» Required task:
Render every line of the entries below as a JSON list of strings, one string per line, skipping blank lines and leaving out the pictures.

═════ Excerpted data

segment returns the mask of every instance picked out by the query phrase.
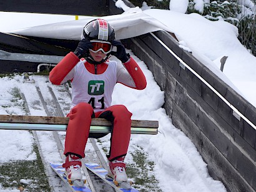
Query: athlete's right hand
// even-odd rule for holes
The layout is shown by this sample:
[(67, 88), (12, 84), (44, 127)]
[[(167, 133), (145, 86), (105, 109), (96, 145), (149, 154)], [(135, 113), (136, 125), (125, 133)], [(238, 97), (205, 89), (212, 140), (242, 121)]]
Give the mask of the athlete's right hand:
[(89, 38), (82, 39), (78, 43), (77, 47), (74, 53), (78, 58), (81, 59), (86, 57), (86, 54), (89, 53), (89, 49), (92, 49), (92, 47), (93, 46)]

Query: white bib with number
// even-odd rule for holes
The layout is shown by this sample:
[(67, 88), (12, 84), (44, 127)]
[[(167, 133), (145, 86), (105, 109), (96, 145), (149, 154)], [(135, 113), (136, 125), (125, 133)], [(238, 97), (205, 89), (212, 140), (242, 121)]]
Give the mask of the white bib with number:
[(106, 63), (106, 70), (99, 75), (90, 73), (82, 62), (75, 66), (71, 83), (71, 108), (81, 102), (86, 102), (97, 112), (111, 106), (112, 94), (117, 83), (117, 63), (114, 60)]

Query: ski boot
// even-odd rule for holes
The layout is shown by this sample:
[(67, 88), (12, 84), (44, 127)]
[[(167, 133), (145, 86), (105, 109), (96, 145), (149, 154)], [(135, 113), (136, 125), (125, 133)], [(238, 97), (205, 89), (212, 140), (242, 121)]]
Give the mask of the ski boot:
[(127, 181), (124, 159), (124, 157), (121, 157), (116, 160), (109, 161), (108, 173), (105, 177), (108, 180), (112, 180), (115, 185), (118, 187), (130, 190), (130, 183)]
[(62, 165), (65, 168), (64, 176), (67, 178), (70, 185), (82, 186), (86, 182), (82, 179), (81, 173), (81, 159), (75, 155), (69, 154), (66, 157), (66, 162)]

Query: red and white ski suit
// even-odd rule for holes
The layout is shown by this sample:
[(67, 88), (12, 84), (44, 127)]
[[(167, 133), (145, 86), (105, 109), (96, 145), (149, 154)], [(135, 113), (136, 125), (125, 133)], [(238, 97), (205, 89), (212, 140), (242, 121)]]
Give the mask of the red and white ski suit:
[(84, 157), (88, 137), (105, 135), (89, 134), (91, 118), (99, 117), (110, 120), (113, 125), (111, 149), (107, 156), (109, 160), (125, 156), (130, 141), (132, 114), (122, 105), (110, 105), (116, 83), (139, 90), (146, 87), (145, 76), (136, 62), (130, 57), (124, 65), (113, 60), (94, 65), (70, 52), (51, 71), (49, 79), (55, 85), (72, 81), (72, 99), (67, 115), (69, 122), (64, 154)]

══════════

» Expected answer:
[
  "segment returns the mask of every instance picked out by the query phrase.",
  "Query: athlete's right hand",
  "// even-odd rule for holes",
  "The layout is shown by this sample:",
  "[(67, 88), (12, 84), (44, 127)]",
  "[[(167, 133), (145, 86), (105, 109), (96, 145), (149, 154)], [(135, 113), (136, 125), (125, 133)], [(238, 97), (205, 89), (212, 140), (242, 121)]]",
  "Give the mask of the athlete's right hand:",
  "[(89, 38), (82, 39), (78, 43), (77, 47), (74, 53), (78, 58), (81, 59), (86, 57), (86, 54), (89, 53), (89, 49), (92, 49), (92, 47), (93, 46)]",
  "Query: white bib with number",
  "// even-odd rule for holes",
  "The layout is shown by this sample:",
  "[(67, 88), (12, 84), (44, 127)]",
  "[[(167, 133), (145, 86), (105, 109), (96, 145), (149, 154)], [(135, 113), (136, 125), (125, 133)], [(238, 97), (205, 89), (212, 140), (242, 121)]]",
  "Give the mask of the white bib with number:",
  "[(106, 63), (106, 70), (99, 75), (90, 73), (82, 62), (75, 66), (71, 83), (71, 108), (81, 102), (86, 102), (97, 112), (111, 106), (112, 94), (117, 83), (117, 63), (114, 60)]",
  "Query: ski boot",
  "// even-odd rule for holes",
  "The layout is shown by this sample:",
  "[(67, 88), (12, 84), (44, 127)]",
  "[[(167, 133), (145, 86), (105, 109), (96, 145), (149, 154)], [(135, 113), (136, 125), (125, 133)], [(238, 97), (205, 89), (212, 140), (242, 121)]]",
  "Give the mask of the ski boot:",
  "[(127, 181), (124, 159), (124, 157), (121, 157), (116, 160), (109, 161), (108, 173), (105, 177), (108, 180), (112, 180), (115, 185), (118, 187), (130, 190), (130, 183)]",
  "[(62, 165), (65, 168), (64, 176), (67, 178), (70, 185), (82, 186), (86, 182), (82, 179), (81, 173), (81, 159), (75, 155), (69, 154), (66, 157), (66, 162)]",
  "Query: red and white ski suit",
  "// even-odd rule for holes",
  "The layout is shown by this sample:",
  "[(67, 88), (12, 84), (44, 127)]",
  "[[(167, 133), (145, 86), (105, 109), (96, 145), (149, 154)], [(135, 113), (136, 125), (125, 133)], [(238, 97), (205, 89), (212, 140), (242, 121)]]",
  "Give the mask of the red and white ski suit:",
  "[(84, 157), (88, 137), (105, 135), (89, 134), (91, 118), (99, 117), (110, 120), (113, 125), (111, 149), (107, 156), (109, 160), (125, 156), (130, 141), (132, 114), (122, 105), (110, 105), (116, 83), (139, 90), (146, 87), (145, 76), (136, 62), (130, 57), (124, 65), (113, 60), (94, 65), (70, 52), (51, 71), (49, 79), (55, 85), (72, 81), (72, 99), (67, 115), (69, 122), (64, 154)]"
]